Extracto del documento
Por Óscar ContardoAtorrantes

Cuando leí la declaración de Diego Paulsen, jefe de campaña de Evelyn Matthei, efectivamente pensé que “atorrante”, el adjetivo con el que calificó al actual gobierno, tenía el significado de “holgazán” recogido por el diccionario de la RAE, es decir, una característica individual independiente de un origen social.
En las ocasiones en las que había escuchado esa palabra anteriormente -algún episodio en mi infancia- guardaba esa connotación, cercana a beodo y limítrofe con malentretenido, el varón sin oficio que vive de juerga en juerga, pero luego, en la medida en que cercanos me ilustraban del uso que se le dio en el campo chileno durante el siglo XX, entendí que más que aludir a una conducta personal puntual, la expresión “atorrante” describía en Chile a un tipo humano muy específico, tributario del gañán del siglo XIX que deambulaba por los campos ejerciendo trabajos temporales variados sin asentarse en un lugar específico ni obedecer a normas sociales. Era, por lo tanto, un significado que evocaba pertenencia de clase y que se aplicaba en el universo rural, una palabra guardada en el mismo maletín de municiones en el que se mantienen metrallas como “roto”, “china” o “siútico”. Esa acepción de “atorrante” era algo que un provinciano como yo, que suele interesarse por este tipo de asuntos, debería haber conocido. Mal por mí.
Constaté entonces que la palabra “atorrante” -de origen rioplatense- en Chile no alude simplemente a alguien que cultiva un modo de vida disipado, sino a quien ha nacido en la pobreza; el adjetivo establece, por lo tanto, un origen de cuna imposible de cambiar, que condena una vida periférica y ajena al orden de la modernidad. Concluí que, entendida de ese modo la palabra “atorrante”, la declaración del señor Paulsen era, efectivamente, clasista, aunque en un primer momento yo hubiera pensado que no lo era, tal vez por tratarse de una expresión a la que no le había puesto la atención que merecía o quizás porque entraba en conflicto con otra acusación opositora local frecuente sobre el origen de clase de un sector de dirigentes políticos oficialistas a quienes desde cierta derecha suelen llamar “los hijos tontos de los ricos”. Decídanse. No se puede acusar a alguien de pertenecer a un grupo privilegiado por la mañana y por la tarde agredirlo por provenir de un origen social (supuestamente) sin rango ni blasones. Habría que elegir, ya que usar los dos argumentos en paralelo provoca una disonancia cognitiva difícil de resolver: si bien es cierto un heredero de un linaje privilegiado puede despeñarse socialmente producto de sus malos hábitos o renunciar a su círculo de pertenencia por culpa o hastío, eso no cambia su biografía familiar, sino más bien lo instala en el ámbito de los rebeldes críticos de su clase. Por otra parte, sería contradictorio burlarse desde la derecha de alguien que trepa desde abajo en la pirámide social gracias a sus capacidades laborales, si desde ese sector públicamente se ensalza el mérito individual como valor supremo, a menos que el culto a los atributos personales sea solo un discurso y al momento de la verdad no opere en las lógicas internas de poder.

Extracto de datos
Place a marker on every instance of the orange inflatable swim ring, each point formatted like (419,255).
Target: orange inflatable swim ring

Objetivo del ejercicio
Enumera todas las palabras que el texto sobre el término “atorrante” guarda en el mismo maletín de municiones que ese adjetivo.

Resultado del ejercicio
“roto”, “china”, “siútico”